> YOUR GOAL:
Rewrite the lines starting at the one containing "If you would be willing to indicate the stone" and ending at the end of the data, replacing "would welcome" with "would appreciate" and leaving everything else unchanged.

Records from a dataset
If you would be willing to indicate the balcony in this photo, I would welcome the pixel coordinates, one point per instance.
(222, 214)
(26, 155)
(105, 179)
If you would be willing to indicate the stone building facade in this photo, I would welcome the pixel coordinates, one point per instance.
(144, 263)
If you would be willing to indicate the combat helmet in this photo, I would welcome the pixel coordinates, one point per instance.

> SOLUTION:
If you would be willing to indicate the stone building facade in this photo, I would appreciate the pixel coordinates, one point per instance.
(144, 263)
If you would be willing to indicate the combat helmet in this photo, I would appreciate the pixel coordinates, one point per instance.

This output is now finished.